◆ DATA SECTION ◆
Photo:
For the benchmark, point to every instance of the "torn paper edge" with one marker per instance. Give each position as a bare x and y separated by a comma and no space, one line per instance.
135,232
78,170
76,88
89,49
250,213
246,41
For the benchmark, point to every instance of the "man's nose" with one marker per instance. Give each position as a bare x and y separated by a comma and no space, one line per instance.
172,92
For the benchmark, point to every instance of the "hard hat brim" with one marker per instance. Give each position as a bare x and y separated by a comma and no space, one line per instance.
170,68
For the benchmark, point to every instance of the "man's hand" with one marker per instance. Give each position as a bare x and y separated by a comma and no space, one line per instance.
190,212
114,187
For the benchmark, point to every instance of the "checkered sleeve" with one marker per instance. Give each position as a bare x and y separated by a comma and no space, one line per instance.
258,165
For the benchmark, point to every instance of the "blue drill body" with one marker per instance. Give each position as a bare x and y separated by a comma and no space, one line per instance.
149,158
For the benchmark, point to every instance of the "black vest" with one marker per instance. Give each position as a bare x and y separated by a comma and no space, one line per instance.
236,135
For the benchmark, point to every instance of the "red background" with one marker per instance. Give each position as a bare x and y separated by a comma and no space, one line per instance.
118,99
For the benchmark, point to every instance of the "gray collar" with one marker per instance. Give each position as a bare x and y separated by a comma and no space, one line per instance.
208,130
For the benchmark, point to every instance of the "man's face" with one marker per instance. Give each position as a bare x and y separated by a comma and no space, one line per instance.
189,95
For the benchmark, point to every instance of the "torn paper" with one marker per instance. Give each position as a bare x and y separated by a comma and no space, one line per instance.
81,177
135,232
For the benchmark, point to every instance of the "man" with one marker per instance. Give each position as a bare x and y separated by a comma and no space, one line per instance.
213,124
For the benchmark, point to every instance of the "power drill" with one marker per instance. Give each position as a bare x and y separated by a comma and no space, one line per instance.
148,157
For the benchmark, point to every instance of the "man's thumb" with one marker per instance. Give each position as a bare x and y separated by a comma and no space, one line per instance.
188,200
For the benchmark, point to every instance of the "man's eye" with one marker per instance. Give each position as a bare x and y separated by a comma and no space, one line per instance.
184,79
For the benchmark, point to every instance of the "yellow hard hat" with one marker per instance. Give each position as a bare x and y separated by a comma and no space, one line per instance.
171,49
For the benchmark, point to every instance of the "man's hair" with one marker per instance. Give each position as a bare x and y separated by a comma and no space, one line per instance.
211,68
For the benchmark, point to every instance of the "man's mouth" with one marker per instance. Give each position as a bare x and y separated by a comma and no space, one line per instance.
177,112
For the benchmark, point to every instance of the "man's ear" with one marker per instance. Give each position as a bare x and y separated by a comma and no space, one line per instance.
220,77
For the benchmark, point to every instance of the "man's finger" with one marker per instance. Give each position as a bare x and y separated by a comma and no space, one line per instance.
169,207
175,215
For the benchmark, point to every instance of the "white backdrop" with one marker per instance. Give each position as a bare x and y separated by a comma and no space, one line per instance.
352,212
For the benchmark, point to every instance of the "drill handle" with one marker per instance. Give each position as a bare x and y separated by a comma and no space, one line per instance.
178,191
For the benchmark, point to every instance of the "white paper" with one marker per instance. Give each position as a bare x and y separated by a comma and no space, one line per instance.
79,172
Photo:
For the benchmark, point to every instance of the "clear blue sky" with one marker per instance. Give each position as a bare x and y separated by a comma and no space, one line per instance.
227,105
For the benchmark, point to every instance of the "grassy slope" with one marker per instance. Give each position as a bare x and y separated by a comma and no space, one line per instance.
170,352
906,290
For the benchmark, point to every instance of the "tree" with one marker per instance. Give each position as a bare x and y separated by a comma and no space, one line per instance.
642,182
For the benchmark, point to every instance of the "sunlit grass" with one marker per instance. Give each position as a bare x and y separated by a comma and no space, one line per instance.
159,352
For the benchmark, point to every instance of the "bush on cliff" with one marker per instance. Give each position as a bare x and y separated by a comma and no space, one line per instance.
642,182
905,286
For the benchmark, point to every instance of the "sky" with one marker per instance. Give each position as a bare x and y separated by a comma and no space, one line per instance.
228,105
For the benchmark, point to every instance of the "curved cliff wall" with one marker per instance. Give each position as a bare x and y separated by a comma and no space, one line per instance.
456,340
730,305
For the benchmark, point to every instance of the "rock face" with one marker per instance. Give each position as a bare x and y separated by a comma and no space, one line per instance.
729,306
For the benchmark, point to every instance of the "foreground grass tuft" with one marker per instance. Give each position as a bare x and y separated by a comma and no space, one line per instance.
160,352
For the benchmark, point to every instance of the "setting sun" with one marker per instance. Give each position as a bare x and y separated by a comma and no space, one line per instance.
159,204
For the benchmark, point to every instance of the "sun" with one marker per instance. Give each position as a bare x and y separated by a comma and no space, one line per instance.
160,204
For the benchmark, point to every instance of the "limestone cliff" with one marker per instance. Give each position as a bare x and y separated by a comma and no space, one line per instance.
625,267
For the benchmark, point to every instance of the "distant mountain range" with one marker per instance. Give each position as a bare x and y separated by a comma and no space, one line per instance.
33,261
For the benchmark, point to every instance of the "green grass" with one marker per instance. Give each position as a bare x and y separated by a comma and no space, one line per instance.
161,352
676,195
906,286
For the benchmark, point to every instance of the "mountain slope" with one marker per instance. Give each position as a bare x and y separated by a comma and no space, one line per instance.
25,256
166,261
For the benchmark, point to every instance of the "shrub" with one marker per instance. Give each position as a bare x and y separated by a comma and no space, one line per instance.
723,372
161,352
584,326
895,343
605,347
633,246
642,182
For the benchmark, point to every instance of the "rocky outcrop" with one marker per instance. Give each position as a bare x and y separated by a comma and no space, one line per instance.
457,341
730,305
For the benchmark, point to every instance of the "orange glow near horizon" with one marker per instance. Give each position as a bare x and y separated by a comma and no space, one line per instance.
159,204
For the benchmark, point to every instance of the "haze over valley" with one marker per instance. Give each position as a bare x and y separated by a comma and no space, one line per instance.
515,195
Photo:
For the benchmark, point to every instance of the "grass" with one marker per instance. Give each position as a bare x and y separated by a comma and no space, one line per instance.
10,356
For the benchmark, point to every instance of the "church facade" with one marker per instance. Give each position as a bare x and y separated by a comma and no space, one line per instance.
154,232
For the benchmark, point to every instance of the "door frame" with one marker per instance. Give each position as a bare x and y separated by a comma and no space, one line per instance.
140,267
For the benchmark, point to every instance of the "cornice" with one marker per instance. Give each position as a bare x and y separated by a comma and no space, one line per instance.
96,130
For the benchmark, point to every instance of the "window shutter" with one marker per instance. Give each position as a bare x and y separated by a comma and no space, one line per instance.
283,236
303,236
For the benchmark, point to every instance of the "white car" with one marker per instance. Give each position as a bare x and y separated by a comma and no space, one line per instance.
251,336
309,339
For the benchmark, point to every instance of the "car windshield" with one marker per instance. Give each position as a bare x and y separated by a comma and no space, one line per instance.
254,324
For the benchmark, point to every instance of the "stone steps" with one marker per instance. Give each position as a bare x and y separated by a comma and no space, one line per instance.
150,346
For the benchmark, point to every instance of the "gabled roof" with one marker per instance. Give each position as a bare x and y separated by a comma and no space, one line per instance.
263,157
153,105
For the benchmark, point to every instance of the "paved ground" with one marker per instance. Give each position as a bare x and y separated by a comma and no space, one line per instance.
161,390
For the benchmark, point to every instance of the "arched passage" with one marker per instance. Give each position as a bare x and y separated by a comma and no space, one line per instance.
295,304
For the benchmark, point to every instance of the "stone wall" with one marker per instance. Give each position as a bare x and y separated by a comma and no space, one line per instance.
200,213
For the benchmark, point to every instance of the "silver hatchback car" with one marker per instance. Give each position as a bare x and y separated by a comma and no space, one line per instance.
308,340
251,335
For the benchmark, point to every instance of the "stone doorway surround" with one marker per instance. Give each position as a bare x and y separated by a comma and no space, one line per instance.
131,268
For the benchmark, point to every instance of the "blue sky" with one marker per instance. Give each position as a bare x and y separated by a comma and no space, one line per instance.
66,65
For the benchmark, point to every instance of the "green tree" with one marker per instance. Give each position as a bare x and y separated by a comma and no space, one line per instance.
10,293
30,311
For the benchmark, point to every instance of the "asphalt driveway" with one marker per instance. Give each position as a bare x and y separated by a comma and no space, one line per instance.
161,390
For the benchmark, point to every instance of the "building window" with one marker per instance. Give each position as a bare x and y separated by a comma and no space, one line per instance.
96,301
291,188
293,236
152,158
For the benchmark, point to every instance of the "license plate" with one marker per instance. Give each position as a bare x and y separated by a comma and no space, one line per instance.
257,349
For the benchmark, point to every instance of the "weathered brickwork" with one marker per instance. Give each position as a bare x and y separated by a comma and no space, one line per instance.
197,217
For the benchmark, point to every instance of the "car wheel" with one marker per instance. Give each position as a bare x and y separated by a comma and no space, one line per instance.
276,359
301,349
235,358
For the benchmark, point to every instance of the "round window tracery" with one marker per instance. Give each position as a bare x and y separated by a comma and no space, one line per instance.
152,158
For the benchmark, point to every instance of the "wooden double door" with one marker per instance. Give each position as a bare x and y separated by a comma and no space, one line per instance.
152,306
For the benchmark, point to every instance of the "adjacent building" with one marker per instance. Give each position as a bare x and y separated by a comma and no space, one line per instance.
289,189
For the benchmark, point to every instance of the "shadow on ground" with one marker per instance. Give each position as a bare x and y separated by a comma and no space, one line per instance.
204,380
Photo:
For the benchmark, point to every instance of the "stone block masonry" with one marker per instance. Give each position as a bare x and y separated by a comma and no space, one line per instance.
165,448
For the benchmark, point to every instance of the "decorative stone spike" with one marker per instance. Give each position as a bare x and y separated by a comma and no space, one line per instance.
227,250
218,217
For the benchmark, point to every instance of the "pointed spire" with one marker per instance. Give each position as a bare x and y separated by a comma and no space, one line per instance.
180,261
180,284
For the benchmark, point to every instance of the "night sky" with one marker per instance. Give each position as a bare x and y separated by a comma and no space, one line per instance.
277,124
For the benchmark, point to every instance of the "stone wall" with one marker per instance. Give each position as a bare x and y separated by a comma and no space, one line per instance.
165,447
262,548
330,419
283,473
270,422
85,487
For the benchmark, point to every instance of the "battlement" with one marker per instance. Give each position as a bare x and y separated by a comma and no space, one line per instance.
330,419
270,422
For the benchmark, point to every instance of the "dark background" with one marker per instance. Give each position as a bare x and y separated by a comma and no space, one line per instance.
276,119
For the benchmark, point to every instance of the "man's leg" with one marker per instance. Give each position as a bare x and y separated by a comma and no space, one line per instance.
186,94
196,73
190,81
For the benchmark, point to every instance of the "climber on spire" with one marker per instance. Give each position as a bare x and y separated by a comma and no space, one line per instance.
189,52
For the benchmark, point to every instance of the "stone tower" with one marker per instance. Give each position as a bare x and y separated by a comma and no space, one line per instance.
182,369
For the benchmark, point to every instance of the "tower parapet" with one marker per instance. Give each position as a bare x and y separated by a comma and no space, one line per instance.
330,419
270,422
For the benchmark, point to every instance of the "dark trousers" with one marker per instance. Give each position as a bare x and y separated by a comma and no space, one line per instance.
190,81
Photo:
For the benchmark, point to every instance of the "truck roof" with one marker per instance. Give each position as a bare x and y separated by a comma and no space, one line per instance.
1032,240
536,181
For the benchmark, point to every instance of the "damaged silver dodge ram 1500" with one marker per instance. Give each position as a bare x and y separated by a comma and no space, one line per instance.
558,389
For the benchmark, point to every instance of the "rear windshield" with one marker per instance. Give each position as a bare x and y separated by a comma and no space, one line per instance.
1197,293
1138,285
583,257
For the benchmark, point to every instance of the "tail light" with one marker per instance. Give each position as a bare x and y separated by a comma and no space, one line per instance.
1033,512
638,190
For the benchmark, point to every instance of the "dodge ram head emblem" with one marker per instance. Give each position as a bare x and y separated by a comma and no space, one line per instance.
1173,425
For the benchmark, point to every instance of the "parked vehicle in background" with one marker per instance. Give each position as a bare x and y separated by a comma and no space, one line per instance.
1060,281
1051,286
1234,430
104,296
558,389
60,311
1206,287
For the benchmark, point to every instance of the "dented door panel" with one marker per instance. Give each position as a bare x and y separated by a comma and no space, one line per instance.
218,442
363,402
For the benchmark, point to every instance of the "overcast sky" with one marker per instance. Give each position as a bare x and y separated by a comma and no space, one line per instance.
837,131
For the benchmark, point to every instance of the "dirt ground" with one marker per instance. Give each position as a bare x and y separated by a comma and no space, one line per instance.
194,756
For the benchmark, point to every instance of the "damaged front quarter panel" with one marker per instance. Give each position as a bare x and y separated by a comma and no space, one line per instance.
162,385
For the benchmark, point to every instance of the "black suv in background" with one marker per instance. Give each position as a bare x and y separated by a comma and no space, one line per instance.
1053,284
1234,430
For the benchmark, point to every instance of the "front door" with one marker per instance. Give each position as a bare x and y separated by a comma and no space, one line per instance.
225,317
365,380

◆ WHAT YOU ARE ASKED TO DO ◆
Report every line in the entries above that contains the word "panel", copying each such line in full. Case counts.

◆ PROBLEM SOLUTION ◆
For the benchmark, point to every instance of the "dented door panel" with one marker per instance. Give each position as a bare x and y separated by a comma and no space, one line per instance.
For the benchmark, point to every instance of the "damaged front quarter panel" with one marker per instance. Give each position as a bare x and y separated by a comma and no space, one line per instance.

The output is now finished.